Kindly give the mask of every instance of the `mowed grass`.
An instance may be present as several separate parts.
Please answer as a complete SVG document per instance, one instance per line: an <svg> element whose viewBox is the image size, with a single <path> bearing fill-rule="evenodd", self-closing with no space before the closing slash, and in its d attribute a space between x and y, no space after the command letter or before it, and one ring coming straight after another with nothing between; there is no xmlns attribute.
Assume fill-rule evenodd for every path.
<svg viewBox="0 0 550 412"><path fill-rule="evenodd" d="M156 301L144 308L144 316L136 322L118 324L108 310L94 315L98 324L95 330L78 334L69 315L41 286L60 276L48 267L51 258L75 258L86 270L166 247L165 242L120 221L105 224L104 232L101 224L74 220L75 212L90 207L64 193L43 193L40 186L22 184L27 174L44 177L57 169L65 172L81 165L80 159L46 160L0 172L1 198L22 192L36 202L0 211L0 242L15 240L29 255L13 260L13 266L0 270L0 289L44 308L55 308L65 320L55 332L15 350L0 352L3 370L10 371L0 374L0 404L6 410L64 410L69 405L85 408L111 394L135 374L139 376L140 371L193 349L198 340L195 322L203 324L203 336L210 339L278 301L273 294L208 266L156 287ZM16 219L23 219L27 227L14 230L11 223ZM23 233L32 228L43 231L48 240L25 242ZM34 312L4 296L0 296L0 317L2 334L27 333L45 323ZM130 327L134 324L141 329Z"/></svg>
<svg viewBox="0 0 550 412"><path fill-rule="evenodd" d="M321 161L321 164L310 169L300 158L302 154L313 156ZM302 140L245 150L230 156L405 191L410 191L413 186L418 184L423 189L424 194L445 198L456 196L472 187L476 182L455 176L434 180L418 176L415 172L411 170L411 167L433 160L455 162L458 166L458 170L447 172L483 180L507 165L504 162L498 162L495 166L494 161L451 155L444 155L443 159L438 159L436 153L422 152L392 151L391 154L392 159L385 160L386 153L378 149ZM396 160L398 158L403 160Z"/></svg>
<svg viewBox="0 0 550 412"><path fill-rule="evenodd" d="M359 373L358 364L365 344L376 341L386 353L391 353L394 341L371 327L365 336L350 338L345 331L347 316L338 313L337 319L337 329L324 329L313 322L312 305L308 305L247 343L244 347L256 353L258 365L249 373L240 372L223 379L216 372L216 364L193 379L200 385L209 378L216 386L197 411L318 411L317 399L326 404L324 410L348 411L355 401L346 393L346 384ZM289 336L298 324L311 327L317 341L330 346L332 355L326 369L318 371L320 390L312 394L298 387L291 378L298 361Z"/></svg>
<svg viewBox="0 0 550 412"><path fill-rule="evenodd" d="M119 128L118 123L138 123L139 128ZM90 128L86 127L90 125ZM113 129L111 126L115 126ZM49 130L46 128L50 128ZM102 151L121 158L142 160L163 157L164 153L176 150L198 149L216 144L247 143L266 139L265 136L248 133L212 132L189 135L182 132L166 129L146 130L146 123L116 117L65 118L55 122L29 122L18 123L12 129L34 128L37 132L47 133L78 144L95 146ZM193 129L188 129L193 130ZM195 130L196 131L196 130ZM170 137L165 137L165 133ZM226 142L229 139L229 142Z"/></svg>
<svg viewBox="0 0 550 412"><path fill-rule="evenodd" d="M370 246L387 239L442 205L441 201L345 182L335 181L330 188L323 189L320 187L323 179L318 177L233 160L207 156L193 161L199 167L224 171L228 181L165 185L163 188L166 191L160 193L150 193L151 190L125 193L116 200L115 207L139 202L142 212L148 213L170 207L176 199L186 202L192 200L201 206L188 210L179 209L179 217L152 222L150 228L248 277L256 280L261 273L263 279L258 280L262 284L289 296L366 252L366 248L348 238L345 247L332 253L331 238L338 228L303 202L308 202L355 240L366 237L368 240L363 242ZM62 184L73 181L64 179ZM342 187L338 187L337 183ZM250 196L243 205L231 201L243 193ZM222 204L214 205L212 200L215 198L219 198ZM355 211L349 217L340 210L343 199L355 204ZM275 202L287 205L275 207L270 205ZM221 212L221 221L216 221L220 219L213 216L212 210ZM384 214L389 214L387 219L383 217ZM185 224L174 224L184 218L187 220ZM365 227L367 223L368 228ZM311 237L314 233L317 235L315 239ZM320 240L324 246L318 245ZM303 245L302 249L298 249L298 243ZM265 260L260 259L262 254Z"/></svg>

————————

◆ **The request**
Copy out every one of the lines above, word for word and character for character.

◆ **Answer for this exercise**
Kindly give the mask of every instance of the `mowed grass`.
An instance may be present as several separate parts.
Please answer as a complete SVG document per instance, one instance per line: an <svg> element whose viewBox is the image size, with a single <path> bearing fill-rule="evenodd", self-closing with no space before the closing slash, and in its d attribute a space between x and y, no space after the command letter or before it, and one ring coming straight after another with nothing between; there is no xmlns attribute.
Assume fill-rule evenodd for every path.
<svg viewBox="0 0 550 412"><path fill-rule="evenodd" d="M156 301L144 308L144 316L136 322L118 324L108 310L94 315L98 324L95 330L78 334L69 315L41 286L60 276L48 267L51 258L75 258L86 270L166 247L165 242L120 221L105 224L104 232L101 224L74 220L75 212L90 207L64 193L43 193L40 186L22 184L27 174L44 177L57 169L65 172L81 165L80 159L46 160L0 172L1 198L22 192L36 202L0 211L0 242L15 240L29 255L13 260L13 266L0 270L0 289L44 308L55 308L65 320L55 332L15 350L0 352L3 370L10 371L0 374L0 404L6 410L64 410L69 405L85 408L111 394L135 374L139 376L140 371L193 349L198 340L195 322L203 324L203 336L210 339L278 301L273 294L208 266L156 287ZM16 219L23 219L27 227L14 230L11 223ZM23 233L32 228L43 231L48 240L25 242ZM34 312L4 296L0 296L0 317L2 334L27 333L45 323ZM130 327L134 324L141 329Z"/></svg>
<svg viewBox="0 0 550 412"><path fill-rule="evenodd" d="M321 161L321 164L310 169L300 158L302 154L313 156ZM302 140L245 150L230 156L405 191L410 191L413 186L418 184L423 189L424 194L445 198L456 196L472 187L476 182L455 176L434 180L418 176L415 172L411 170L411 167L433 160L455 162L458 166L458 170L447 172L483 180L507 165L504 162L498 162L495 166L494 161L451 155L444 155L443 159L438 159L436 153L422 152L392 151L391 154L392 159L385 160L386 153L378 149ZM396 160L398 158L403 160Z"/></svg>
<svg viewBox="0 0 550 412"><path fill-rule="evenodd" d="M359 373L358 364L365 344L376 341L386 353L391 353L394 341L371 327L365 336L350 338L345 331L347 316L338 313L337 319L337 329L324 329L313 322L312 305L308 305L247 343L244 347L256 353L258 365L249 373L240 372L223 379L216 372L216 364L193 379L200 385L209 378L216 386L197 411L318 411L317 399L326 404L324 410L348 411L355 401L346 393L346 384ZM289 336L298 324L311 327L317 341L330 346L332 355L326 369L318 371L320 390L312 394L298 387L291 378L298 361Z"/></svg>
<svg viewBox="0 0 550 412"><path fill-rule="evenodd" d="M119 128L118 123L138 123L139 128ZM90 128L86 127L90 125ZM113 129L111 126L115 126ZM49 130L46 128L50 128ZM102 151L121 158L142 160L163 157L164 153L176 150L198 149L216 144L247 143L266 139L265 136L248 133L212 132L189 135L182 132L166 129L146 130L146 123L116 117L65 118L55 122L29 122L18 123L12 129L34 128L37 132L47 133L78 144L95 146ZM193 129L188 129L193 130ZM195 130L196 131L196 130ZM170 137L165 137L165 133ZM226 142L229 139L229 142Z"/></svg>
<svg viewBox="0 0 550 412"><path fill-rule="evenodd" d="M370 246L387 239L442 205L441 201L345 182L335 181L330 188L323 189L320 187L323 179L318 177L233 160L207 156L193 161L199 167L224 171L228 181L165 185L163 188L166 191L160 193L150 193L151 190L125 193L116 200L115 207L139 202L142 212L148 213L170 207L176 199L186 202L192 200L201 206L188 210L179 209L179 217L152 222L150 228L248 277L256 280L261 273L263 279L258 280L262 284L289 296L366 252L366 248L348 238L345 247L332 253L331 238L338 228L303 202L308 202L355 240L366 237L368 240L363 242ZM62 184L73 181L64 179ZM342 187L338 187L337 183ZM250 196L243 205L231 201L243 193ZM222 204L214 205L212 200L215 198L219 198ZM355 211L349 217L340 210L343 199L355 204ZM275 202L287 205L275 207L270 205ZM221 212L221 221L216 221L220 219L213 216L212 210ZM384 214L389 214L387 219L383 217ZM185 224L174 224L184 218L187 220ZM365 227L367 223L368 228ZM311 237L314 233L317 235L315 239ZM320 240L324 246L318 245ZM303 245L302 249L298 249L298 243ZM265 260L260 259L262 254Z"/></svg>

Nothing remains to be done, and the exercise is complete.